#### Page
Par Agathe Beaujon de Challenges

INTERVIEW - Alors que le télétravail doit redevenir la norme partout où c’est possible, Marie-Laure Denis, présidente de la Cnil alerte sur les enjeux de protection des données pour les salariés comme les entreprises.

A l’heure du télétravail généralisé, en plein reconfinement, les enjeux de protection des données à distance sont de plus en plus saillants. Marie-Laure Denis, présidente de la Cnil (Commission nationale de l’informatique et des libertés), livre à Challenges ses conseils pour protéger les données des entreprises, comme la vie privée des salariés.

Challenges - Quelles sont les règles en matière de respect de la vie privée du télétravailleur ?

Marie-Laure Denis - L’employeur a un pouvoir de contrôle du salarié, y compris en télétravail, qui doit s’exercer dans une mesure raisonnable et proportionnée dans le respect de la vie privée des travailleurs. C’est ce que disent le code du travail et le RGPD. L’employeur a aussi une obligation de loyauté, c’est-à-dire qu’il doit informer le salarié des dispositifs de contrôle installés. Il est, par exemple, interdit de mettre en place des stratagèmes pour piéger les employés. Il est important de réfléchir aux impacts éthiques des outils de management, et que le télétravail soit mis en place dans un cadre de confiance.

Que signifie un contrôle proportionné, où est la limite pour l’employeur ?
########
▶ Tâches
A. Condensez sous forme de liste le paragraphe de l'entretien qui commence par « L’employeur a un pouvoir de contrôle du salarié », sans perdre ses faits principaux.
B. Relevez tous les noms de personnes et d'organisations cités dans l'entretien.
#### Extraits de données
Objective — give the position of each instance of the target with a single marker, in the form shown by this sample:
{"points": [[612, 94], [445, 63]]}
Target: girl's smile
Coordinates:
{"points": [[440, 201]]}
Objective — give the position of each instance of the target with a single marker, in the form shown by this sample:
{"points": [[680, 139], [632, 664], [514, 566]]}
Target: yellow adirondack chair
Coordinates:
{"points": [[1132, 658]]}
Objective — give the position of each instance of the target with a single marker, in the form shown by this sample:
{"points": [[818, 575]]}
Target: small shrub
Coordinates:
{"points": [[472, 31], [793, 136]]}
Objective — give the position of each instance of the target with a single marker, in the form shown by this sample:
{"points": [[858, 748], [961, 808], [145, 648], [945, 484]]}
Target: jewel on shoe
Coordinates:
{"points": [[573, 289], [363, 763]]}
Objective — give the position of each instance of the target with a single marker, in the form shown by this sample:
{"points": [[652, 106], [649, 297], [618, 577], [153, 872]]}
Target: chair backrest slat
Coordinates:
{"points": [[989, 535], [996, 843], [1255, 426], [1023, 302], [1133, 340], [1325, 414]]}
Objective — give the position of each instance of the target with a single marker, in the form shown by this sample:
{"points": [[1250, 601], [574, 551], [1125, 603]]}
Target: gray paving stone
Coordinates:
########
▶ Résultats par tâche
A.
- L'employeur peut contrôler le salarié, même en télétravail, mais de façon raisonnable et proportionnée et dans le respect de sa vie privée, selon le code du travail et le RGPD.
- Il a une obligation de loyauté : il doit informer le salarié des dispositifs de contrôle installés.
- Les stratagèmes destinés à piéger les employés sont interdits.
- Il faut réfléchir aux impacts éthiques des outils de management et mettre en place le télétravail dans un cadre de confiance.

B.
- Agathe Beaujon
- Challenges
- Marie-Laure Denis
- Cnil (Commission nationale de l’informatique et des libertés)